##### Selected extract #####

I'm going to sell all but 5 or 6 as that is all I care about managing for honey production.


----------



## Darren (May 10, 2002)

That's tough. Nature can be brutal. I was part of a statewide dragonfly study here that involved catching them and sending them in to a state agency to prepare an atlas. It wasn't difficult to figure out where dragonflies were and where they weren't. 

IIRC don't you have enough land to try relocating some of the hives?

Something cool: I saw my first swarm last week in a pine tree. Honey bees are rare here, so it was a thrill. Sorry to say it was a very small swarm.


----------



## TxGypsy (Nov 23, 2006)

Almost all of my acreage is bottom land.


----------



## TxGypsy (Nov 23, 2006)

I was just talking about this with a student of mine and I remembered wondering why there were no bees on my place before I brought in my hives. Early this spring there were several wild fruit trees covered in blooms, but no bees on them. None at all. I have been actively looking for bees all over my property and there simply were none before I got my nucs.

##### Given information #####

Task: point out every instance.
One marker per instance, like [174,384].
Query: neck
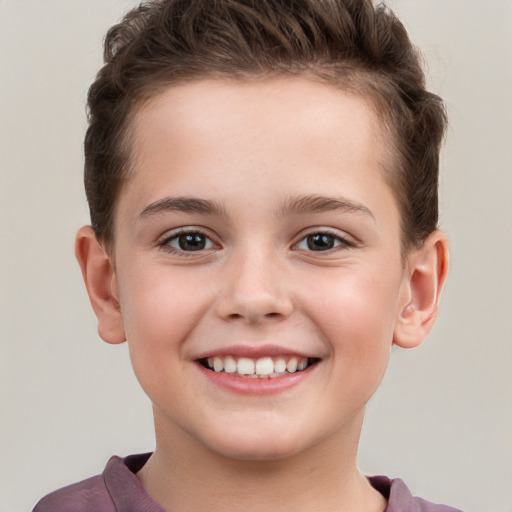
[184,475]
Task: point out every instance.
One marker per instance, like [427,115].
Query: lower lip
[256,386]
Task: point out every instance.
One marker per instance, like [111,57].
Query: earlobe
[100,280]
[424,278]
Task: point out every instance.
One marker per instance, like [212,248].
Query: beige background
[442,418]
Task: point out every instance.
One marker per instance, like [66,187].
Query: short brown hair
[351,43]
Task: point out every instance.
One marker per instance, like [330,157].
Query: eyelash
[342,242]
[165,243]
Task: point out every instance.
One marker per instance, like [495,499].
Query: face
[258,264]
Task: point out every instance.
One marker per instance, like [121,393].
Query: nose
[255,289]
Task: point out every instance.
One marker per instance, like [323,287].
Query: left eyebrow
[319,203]
[184,205]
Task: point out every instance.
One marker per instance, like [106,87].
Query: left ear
[424,277]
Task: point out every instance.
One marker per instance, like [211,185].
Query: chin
[257,445]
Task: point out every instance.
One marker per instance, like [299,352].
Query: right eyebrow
[184,205]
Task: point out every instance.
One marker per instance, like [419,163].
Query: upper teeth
[263,367]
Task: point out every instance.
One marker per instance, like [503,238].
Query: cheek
[159,312]
[357,318]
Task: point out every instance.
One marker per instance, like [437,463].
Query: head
[350,44]
[262,179]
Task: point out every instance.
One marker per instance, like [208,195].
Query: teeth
[303,364]
[230,365]
[218,364]
[292,364]
[245,366]
[265,367]
[280,365]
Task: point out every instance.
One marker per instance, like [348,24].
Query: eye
[323,241]
[187,241]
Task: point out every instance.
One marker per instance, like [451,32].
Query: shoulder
[400,498]
[117,488]
[84,496]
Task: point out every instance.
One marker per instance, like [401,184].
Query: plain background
[442,417]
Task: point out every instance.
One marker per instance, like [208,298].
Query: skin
[254,149]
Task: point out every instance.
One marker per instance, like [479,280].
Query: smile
[261,368]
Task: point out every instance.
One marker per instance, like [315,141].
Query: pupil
[192,242]
[320,242]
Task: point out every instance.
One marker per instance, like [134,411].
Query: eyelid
[164,241]
[345,241]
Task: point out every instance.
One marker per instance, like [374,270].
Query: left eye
[321,242]
[189,242]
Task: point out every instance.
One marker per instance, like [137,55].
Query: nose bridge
[254,285]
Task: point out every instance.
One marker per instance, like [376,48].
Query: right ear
[101,283]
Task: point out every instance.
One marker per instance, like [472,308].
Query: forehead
[286,131]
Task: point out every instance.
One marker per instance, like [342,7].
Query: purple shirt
[119,490]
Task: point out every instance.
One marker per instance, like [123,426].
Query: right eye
[187,241]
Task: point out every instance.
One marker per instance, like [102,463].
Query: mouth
[261,368]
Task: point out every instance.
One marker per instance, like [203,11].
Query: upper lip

#####

> Tasks and exercises:
#1 For each post heading in the beekeeping thread, list the date it shows, in the order the headings appear.
#2 Write out the part of the beekeeping thread starting at "Something cool: I" and ending at "is bottom land.".

> Expected responses:
#1
May 10, 2002
Nov 23, 2006
Nov 23, 2006

#2
Something cool: I saw my first swarm last week in a pine tree. Honey bees are rare here, so it was a thrill. Sorry to say it was a very small swarm.


----------



## TxGypsy (Nov 23, 2006)

Almost all of my acreage is bottom land.